(Records from a point annotation dataset)

-- begin --

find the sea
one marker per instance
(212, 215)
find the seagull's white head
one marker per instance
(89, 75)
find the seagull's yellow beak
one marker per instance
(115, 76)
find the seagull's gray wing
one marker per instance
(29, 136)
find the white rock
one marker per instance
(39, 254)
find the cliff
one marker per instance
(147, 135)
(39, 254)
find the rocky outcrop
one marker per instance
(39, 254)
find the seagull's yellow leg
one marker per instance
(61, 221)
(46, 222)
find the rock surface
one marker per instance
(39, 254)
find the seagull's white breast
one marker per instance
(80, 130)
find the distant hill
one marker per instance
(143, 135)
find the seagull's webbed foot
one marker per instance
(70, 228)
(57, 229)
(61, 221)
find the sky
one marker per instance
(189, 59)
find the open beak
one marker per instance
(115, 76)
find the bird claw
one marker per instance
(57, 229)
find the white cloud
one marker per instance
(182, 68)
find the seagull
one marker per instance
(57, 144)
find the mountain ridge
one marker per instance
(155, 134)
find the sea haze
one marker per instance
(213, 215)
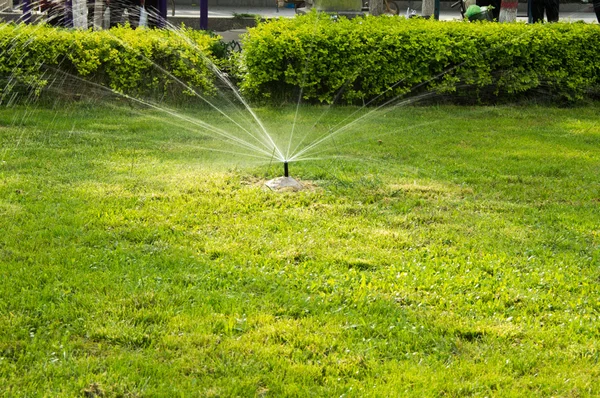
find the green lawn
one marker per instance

-- end --

Turn the lines of the items above into a JSON list of strings, one string per line, with blank lines dropped and the pictures omitted.

[
  "find the sea",
  "one marker per instance",
  "(212, 215)",
  "find the seagull's white head",
  "one marker per instance",
  "(89, 75)",
  "find the seagull's yellow beak",
  "one marker per instance",
  "(115, 76)",
  "find the seagull's gray wing",
  "one marker per instance",
  "(29, 136)",
  "find the white rock",
  "one marker per instance",
  "(39, 254)",
  "find the cliff",
  "one marker per instance",
  "(147, 135)",
  "(39, 254)",
  "find the rocky outcrop",
  "one marker per instance",
  "(39, 254)",
  "find the seagull's yellow leg",
  "one marker per instance",
  "(61, 221)",
  "(46, 222)",
  "find the rock surface",
  "one marker per instance",
  "(39, 254)",
  "find the seagull's white breast",
  "one marker per instance",
  "(80, 130)",
  "find the distant hill",
  "one marker per instance",
  "(143, 135)",
  "find the seagull's webbed foot",
  "one marker per instance",
  "(70, 228)",
  "(57, 229)",
  "(61, 221)",
  "find the sky",
  "one marker per instance",
  "(189, 59)",
  "find the open beak",
  "one marker per instance",
  "(115, 76)",
  "find the bird claw",
  "one marker per instance",
  "(57, 229)",
  "find the white cloud",
  "one marker per instance",
  "(182, 68)",
  "find the seagull",
  "one marker per instance",
  "(57, 144)",
  "find the mountain ridge",
  "one marker per instance",
  "(155, 134)",
  "find the sea haze",
  "one marker per instance",
  "(213, 215)",
  "find the green lawn",
  "one marker per instance"
]